▶ Tasks to perform
A – Update the passage on Obama's second inauguration by writing it out again between "There are 550" and "covered by taxpayers.", inclusive, with "Congress" changed to "lawmakers".
B – Go on with the passage on Obama's second inauguration, starting after its last sentence.

▶ Source passage
------------------------------------

Their selection is especially symbolic because Obama's second inauguration comes on the federal holiday marking King's birthday and in a milestone anniversary year involving both men. It was 150 years ago when Lincoln signed the Emancipation Proclamation to end slavery, and 50 years ago when King delivered his "I Had a Dream" speech from the steps of the Lincoln Memorial – a monument that will be straight ahead in Obama's sight as he speaks to his country.

"We've got the Bible of the great emancipator on top of the Bible of the leader of the civil rights movement for an African- American president to take the oath of office," Kerrigan said. "It's an amazing moment that people want to touch and feel and be a part of."

The inauguration will transform Washington, where most federal offices would be closed for the King holiday, by shutting down streets downtown and bringing regular daily life in the city to a halt. Viewing stands are set up along Pennsylvania Avenue for the parade from the Capitol to the White House. Street lamps will be removed, then replaced at the day's end.

It takes lots of people to pull it all off.

There are 550 people working for the Presidential Inaugural Committee, 1,300 members of the military coming in support roles and countless security officials, including police from multiple agencies and Secret Service providing security. The cost is high: Tens of millions of dollars in donations typically are raised to pay for the parade and parties, more than $1 million is appropriated by Congress for the swearing-in ceremony and security costs are kept under wraps but also covered by taxpayers.

------------------------------------

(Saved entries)
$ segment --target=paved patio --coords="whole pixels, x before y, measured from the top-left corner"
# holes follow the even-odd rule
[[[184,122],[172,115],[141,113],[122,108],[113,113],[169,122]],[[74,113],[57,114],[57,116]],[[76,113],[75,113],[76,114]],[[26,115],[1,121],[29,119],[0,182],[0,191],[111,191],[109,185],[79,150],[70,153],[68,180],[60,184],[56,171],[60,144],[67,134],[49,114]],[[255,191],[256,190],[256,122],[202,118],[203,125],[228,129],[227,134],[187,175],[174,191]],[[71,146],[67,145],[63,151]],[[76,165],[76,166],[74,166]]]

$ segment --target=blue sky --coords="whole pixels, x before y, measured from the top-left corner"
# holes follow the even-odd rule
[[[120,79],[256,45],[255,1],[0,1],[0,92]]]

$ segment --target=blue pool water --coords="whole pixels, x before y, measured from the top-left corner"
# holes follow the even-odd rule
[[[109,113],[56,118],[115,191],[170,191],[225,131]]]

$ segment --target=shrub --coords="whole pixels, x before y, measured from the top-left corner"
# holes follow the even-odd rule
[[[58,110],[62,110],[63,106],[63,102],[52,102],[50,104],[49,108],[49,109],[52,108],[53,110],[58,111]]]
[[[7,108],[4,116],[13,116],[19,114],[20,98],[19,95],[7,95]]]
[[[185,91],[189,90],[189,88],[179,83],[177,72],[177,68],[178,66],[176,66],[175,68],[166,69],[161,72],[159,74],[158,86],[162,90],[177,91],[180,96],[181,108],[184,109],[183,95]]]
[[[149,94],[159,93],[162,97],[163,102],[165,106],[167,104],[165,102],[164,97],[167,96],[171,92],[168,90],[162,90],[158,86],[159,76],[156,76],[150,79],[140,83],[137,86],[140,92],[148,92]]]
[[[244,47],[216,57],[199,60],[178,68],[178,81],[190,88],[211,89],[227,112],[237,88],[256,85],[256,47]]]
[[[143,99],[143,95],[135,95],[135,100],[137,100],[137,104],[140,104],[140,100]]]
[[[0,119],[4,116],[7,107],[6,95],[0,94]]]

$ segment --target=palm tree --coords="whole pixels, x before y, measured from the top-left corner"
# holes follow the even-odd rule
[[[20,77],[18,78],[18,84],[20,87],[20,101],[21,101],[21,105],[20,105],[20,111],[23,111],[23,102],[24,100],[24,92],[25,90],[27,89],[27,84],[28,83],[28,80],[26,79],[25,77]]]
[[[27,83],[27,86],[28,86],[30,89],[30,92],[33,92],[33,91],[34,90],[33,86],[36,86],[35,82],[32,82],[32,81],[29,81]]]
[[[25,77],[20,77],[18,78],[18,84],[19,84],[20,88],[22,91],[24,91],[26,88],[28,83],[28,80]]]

------------------------------------

▶ Response list
A –
There are 550 people working for the Presidential Inaugural Committee, 1,300 members of the military coming in support roles and countless security officials, including police from multiple agencies and Secret Service providing security. The cost is high: Tens of millions of dollars in donations typically are raised to pay for the parade and parties, more than $1 million is appropriated by lawmakers for the swearing-in ceremony and security costs are kept under wraps but also covered by taxpayers.

B –
Sen. Chuck Schumer, D-N.Y., who oversees the ceremony on Capitol grounds, has committed to preventing the crowd problems that marred the 2009 celebration, when thousands of ticketholders got stuck for hours underground in what became known as "the purple tunnel of doom." That 3rd Street tunnel is being closed, and Schumer says there will be better signs to direct attendees, and staff will monitor Twitter and other social media to detect and address any problems.

Obama's inaugural theme, "Our People. Our Future," is meant to reflect the strength of Americans, their ability to overcome challenges and the country's diversity. Diversity has been a focus in choosing participants throughout the festivities, with performers representing a range of demographics and parade participants from all 50 states.

The entertainment, too, reflects a variety of musical talents, with Beyonce, Kelly Clarkson and James Taylor performing patriotic standards at the swearing-in ceremony. Others such as Smokey Robinson, Alicia Keys, Brad Paisley, Marc Anthony, Stevie Wonder and the cast of "Glee," are signed up for the other events, including a children's concert next Saturday and the president's two official balls.

Obama plans to kick off the weekend's festivities on that Saturday with the National Day of Service, a call for Americans to serve their communities in honor King's legacy. Obama, a former community organizer in Chicago, started the volunteer program four years ago and inaugural organizers say he hopes future presidents will continue it.

The Presidential Inaugural Committee is setting up a fair on the National Mall to encourage service that day and beyond and has staff working in all 50 states to coordinate local programs. Obama, Vice President Joe Biden and their families plan to personally participate in projects in Washington.

Also on Saturday, first Lady Michelle Obama and Biden's wife, Jill, are set to host a concert for America's children as they did four years ago. Popular young artists are putting on a show and tickets are being distributed to Washington schoolchildren, among others. The concert will pay special tribute to military families as part of the two women's focus on supporting their service and sacrifice.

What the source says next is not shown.